Set of tasks »
a – In the transpiler project description, what project inspired gsql2rsql?
b – Copy the transpiler project description from "Project Status: This" to "(no schema access)", renaming "T-SQL" to "Transact-SQL" each time it appears.

── Exercise text

Transpile Graph Query Language (openCypher) to Recursive SQL (Databricks)
Project description
gsql2rsql - OpenCypher to Databricks SQL Transpiler
gsql2rsql transpiles OpenCypher graph queries to Databricks SQL, enabling graph analytics on Delta Lake without a dedicated graph database.
Project Status: This is a hobby/research project being developed towards production quality. While it handles complex queries and includes comprehensive tests, it's not yet at enterprise scale. Contributions welcome!
Why This Project?
Inspiration: Microsoft's openCypherTranspiler
This project was inspired by Microsoft's openCypherTranspiler (now unmaintained) which transpiled OpenCypher to T-SQL (SQL Server).
Why a new transpiler? Two reasons:
- Databricks SQL is fundamentally different from T-SQL — WITH RECURSIVE, HOFs, and Delta Lake optimizations require different strategies
- Security-first architecture — gsql2rsql uses strict 4-phase separation of concerns for correctness:
- Parser: Syntax only (no schema access)
- Planner: Semantics only (builds logical operators)
- Resolver: Validation only (schema checking, column resolution)
- Renderer: Code generation only (intentionally "dumb" — no semantic decisions, just SQL generation)
This separation makes the transpiler easier to audit, test, and trust
The game-changer: Databricks recently added WITH RECURSIVE support, unlocking variable-leng
Databricks SQL Higher-Order Functions (HOFs)

────
── Record excerpts

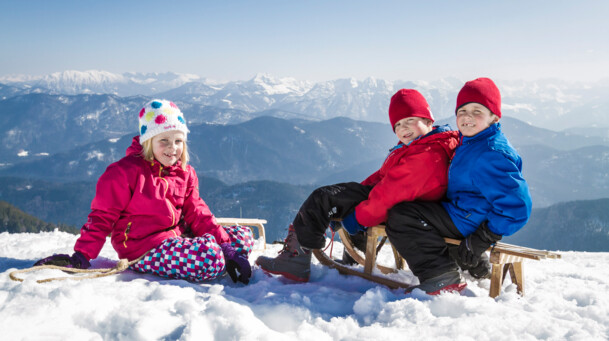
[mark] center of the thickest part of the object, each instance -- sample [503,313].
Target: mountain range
[558,166]
[260,146]
[550,103]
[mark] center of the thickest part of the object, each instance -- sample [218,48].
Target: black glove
[472,247]
[77,261]
[236,262]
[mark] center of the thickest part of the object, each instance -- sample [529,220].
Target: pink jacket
[142,203]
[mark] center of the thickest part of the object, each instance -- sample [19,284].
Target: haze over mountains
[69,126]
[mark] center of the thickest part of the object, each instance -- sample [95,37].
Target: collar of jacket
[483,135]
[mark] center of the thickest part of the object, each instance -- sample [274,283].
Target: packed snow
[565,299]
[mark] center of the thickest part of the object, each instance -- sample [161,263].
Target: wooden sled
[504,258]
[251,223]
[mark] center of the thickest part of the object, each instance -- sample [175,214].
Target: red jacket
[142,203]
[418,171]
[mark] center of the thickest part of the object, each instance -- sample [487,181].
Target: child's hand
[77,260]
[236,262]
[351,224]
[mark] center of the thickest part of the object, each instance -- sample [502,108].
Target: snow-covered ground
[566,299]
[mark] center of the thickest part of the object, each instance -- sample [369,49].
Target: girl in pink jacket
[149,203]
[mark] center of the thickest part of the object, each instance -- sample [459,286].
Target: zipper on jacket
[173,217]
[126,234]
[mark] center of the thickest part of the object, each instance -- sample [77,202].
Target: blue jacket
[485,183]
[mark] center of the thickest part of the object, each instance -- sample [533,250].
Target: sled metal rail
[504,258]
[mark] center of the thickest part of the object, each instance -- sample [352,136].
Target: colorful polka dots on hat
[159,116]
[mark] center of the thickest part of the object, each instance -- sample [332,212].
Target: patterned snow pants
[194,259]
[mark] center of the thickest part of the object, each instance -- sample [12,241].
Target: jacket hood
[444,136]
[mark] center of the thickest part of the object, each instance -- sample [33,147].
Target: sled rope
[331,245]
[121,266]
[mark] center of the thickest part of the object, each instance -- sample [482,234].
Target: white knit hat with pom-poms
[159,116]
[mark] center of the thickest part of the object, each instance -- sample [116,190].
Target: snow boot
[293,261]
[480,271]
[447,282]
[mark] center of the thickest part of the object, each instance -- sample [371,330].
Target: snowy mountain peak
[273,86]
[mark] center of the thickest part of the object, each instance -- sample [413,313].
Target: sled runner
[123,264]
[504,258]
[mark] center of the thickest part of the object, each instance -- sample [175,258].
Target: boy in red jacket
[415,169]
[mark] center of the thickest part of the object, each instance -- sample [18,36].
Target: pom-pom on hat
[483,91]
[159,116]
[408,103]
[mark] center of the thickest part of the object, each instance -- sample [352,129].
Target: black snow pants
[326,203]
[417,231]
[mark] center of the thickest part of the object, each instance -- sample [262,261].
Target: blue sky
[310,40]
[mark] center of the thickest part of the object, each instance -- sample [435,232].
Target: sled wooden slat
[249,222]
[504,259]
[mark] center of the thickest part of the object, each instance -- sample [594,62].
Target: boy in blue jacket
[487,198]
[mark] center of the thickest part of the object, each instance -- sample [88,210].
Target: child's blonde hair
[148,155]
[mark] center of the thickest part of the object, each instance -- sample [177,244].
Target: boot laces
[287,241]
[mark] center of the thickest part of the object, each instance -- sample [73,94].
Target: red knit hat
[408,103]
[483,91]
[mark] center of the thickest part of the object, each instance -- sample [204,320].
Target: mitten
[236,262]
[472,247]
[351,224]
[77,260]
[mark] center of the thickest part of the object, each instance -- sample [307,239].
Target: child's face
[409,128]
[473,118]
[167,147]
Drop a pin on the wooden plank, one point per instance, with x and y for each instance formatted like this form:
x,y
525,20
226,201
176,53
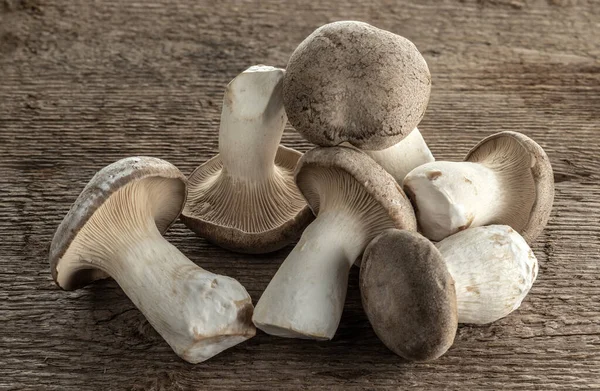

────

Answers to the tasks »
a – Microsoft's openCypherTranspiler, which is now unmaintained.

b –
Project Status: This is a hobby/research project being developed towards production quality. While it handles complex queries and includes comprehensive tests, it's not yet at enterprise scale. Contributions welcome!
Why This Project?
Inspiration: Microsoft's openCypherTranspiler
This project was inspired by Microsoft's openCypherTranspiler (now unmaintained) which transpiled OpenCypher to Transact-SQL (SQL Server).
Why a new transpiler? Two reasons:
- Databricks SQL is fundamentally different from Transact-SQL — WITH RECURSIVE, HOFs, and Delta Lake optimizations require different strategies
- Security-first architecture — gsql2rsql uses strict 4-phase separation of concerns for correctness:
- Parser: Syntax only (no schema access)